- Übungstext
━━━━━━━━━━━━━━━━━━━━

Erst seit 2008 gibt es diese Stelle bei der Stadtverwaltung

Sie selbst hat Aufbauarbeit leisten müssen. Erst seit 2008 gibt es diese Stelle bei der Stadtverwaltung. Gudrun Lieb war aber auch schon vorher engagiert. Sie ist in Weil der Stadt geboren und aufgewachsen, hat dann Lebensmittelchemie studiert, bis nach dem Zwischenexamen die Kinder kamen. „Dann war ich Hausfrau – aber sehr aktiv“, erzählt die 63-Jährige. 1991 wurde die Stelle der Einsatzleiterin bei der Nachbarschaftshilfe frei.

„Mensch, bewirb Dich doch“, hatte man zu ihr gesagt. Lieb baute schließlich diesen Verein, der damals Haushaltshilfe und einfachere Pflege leistete, zu einem kleinen mittelständischen Unternehmen mit 40 Ehrenamtlichen, sieben Festangestellten und zwei Zivis aus.

2007 löste man dann die Nachbarschaftshilfe auf und integrierte sie in die Weil der Städter Sozialstation. Gleichzeitig stellte die Weiler Verwaltung in einem Stadtentwicklungsplan aber fest, dass es sinnvoll wäre, jemanden zu haben, der sich um die Koordinierung all des Engagements der Bürger kümmert und es koordiniert. „Bürgerengagement ist ein Experimentierfeld“, sagt Gudrun Lieb. „Vieles klappt, einiges aber auch nicht.“ Das habe sie in all den Jahren festgestellt. Zum Beispiel bei ihrem ersten Projekt, nämlich dem Aufbau des Kreises der Jugendbegleiter. Die Weiler Grundschule wurde damals zur Ganztagsschule und Lieb suchte und schulte die Ehrenamtlichen, die sich bei der Nachmittagsbetreuung engagieren.

Die Liste der Tätigkeiten ist aber noch länger. Den Ehrenamtspreis und das Ehrenamtsfest hat sie ins Leben gerufen, den Markt der Möglichkeiten organisiert sie, den „Wegweiser“, eine hundertseitige Broschüre mit allen Vereinen und Organisationen veröffentlicht sie.

180 Vereine hat Weil der Stadt.

Überhaupt die Vereine. 180 davon gibt es in Weil der Stadt. „Die Vereine mussten erst meinen Mehrwert erkennen, bevor sie mich akzeptiert haben“, sagt Gudrun Lieb. Mit Workshops, Fortbildungen und dem Markt der Möglichkeiten greift sie den Ehrenamtlichen dort unter die Arme.

━━━━━━━━━━━━━━━━━━━━

Zeilen aus einem Datensatz:

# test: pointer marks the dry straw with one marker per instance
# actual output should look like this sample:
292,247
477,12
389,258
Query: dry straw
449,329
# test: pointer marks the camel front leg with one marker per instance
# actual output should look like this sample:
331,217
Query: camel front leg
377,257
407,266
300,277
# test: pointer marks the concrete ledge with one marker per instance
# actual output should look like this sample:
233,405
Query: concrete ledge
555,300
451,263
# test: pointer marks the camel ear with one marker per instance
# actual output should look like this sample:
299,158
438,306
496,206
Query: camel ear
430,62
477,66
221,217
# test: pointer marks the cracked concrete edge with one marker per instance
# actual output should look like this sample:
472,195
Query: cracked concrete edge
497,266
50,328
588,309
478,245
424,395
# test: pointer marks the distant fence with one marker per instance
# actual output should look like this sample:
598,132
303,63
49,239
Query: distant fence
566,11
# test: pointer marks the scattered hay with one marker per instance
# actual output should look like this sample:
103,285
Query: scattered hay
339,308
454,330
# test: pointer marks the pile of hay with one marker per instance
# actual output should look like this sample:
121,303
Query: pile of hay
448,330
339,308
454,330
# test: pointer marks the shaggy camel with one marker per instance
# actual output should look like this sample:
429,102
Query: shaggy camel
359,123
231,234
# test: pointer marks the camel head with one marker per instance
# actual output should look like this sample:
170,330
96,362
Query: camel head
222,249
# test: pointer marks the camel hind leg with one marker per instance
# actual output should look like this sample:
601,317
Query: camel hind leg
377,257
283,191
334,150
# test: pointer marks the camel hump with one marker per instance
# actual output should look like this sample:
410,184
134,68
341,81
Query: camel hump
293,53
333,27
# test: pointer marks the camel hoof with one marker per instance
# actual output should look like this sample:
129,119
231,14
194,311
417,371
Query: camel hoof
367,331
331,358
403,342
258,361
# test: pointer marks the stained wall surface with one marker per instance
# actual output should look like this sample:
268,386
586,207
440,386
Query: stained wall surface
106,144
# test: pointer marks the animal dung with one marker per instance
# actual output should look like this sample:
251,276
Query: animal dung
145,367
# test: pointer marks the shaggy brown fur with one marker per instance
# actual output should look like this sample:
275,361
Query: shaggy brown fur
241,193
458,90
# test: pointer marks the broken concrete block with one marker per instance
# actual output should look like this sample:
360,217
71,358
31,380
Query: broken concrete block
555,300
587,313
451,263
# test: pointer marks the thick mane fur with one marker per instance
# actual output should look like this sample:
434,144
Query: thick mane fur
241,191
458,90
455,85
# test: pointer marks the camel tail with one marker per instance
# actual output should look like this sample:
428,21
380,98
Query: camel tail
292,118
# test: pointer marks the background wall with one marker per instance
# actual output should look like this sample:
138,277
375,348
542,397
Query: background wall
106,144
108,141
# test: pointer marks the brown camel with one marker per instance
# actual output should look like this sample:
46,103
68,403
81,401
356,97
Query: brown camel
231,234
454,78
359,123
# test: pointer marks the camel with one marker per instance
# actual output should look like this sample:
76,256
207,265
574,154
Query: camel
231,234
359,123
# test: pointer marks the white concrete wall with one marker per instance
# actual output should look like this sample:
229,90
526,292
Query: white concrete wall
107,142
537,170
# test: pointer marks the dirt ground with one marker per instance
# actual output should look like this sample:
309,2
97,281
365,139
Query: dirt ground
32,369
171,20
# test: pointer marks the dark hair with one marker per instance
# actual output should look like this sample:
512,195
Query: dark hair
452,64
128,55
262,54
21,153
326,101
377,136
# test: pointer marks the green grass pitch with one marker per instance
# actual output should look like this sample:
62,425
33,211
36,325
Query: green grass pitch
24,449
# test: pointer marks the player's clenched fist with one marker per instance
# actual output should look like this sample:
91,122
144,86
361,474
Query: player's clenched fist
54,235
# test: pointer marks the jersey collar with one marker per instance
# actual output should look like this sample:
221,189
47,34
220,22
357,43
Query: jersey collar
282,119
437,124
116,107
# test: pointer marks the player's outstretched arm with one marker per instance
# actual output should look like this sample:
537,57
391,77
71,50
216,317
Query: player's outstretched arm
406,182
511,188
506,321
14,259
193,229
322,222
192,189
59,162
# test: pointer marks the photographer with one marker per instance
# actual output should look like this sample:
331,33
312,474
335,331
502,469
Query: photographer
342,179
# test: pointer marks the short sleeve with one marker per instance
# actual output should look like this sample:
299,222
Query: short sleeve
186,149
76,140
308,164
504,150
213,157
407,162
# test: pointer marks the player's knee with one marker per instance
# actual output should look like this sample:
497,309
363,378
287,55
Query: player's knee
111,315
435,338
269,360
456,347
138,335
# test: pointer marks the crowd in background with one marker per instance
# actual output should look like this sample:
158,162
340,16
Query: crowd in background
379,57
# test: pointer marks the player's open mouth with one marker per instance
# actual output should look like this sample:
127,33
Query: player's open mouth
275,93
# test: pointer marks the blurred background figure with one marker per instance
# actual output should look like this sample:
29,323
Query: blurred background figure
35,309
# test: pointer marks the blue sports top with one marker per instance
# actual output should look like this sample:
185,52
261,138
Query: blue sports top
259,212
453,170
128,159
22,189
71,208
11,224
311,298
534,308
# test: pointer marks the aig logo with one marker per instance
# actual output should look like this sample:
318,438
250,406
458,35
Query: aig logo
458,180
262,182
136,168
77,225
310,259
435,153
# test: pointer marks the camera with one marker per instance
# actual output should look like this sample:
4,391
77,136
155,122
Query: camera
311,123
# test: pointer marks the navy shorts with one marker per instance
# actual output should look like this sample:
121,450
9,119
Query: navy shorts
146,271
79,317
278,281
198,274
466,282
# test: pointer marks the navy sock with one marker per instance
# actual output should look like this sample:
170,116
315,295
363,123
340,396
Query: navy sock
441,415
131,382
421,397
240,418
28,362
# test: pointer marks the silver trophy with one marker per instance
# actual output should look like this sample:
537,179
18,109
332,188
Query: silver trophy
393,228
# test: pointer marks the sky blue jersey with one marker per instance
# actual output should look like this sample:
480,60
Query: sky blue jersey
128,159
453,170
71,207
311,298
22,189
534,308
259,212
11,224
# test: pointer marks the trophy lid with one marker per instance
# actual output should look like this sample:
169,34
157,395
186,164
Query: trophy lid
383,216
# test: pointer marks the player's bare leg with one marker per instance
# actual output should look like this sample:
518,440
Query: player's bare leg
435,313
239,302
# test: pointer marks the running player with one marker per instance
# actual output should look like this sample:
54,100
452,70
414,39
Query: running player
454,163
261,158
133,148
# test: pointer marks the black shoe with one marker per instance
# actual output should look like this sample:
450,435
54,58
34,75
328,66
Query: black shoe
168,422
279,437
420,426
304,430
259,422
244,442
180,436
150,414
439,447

━━━━━━━━━━━━━━━━━━━━

- Aufgabe
In welchem Jahr wurde die Nachbarschaftshilfe laut dem Text über Gudrun Lieb aufgelöst und in die Sozialstation integriert?

- Lösung
2007.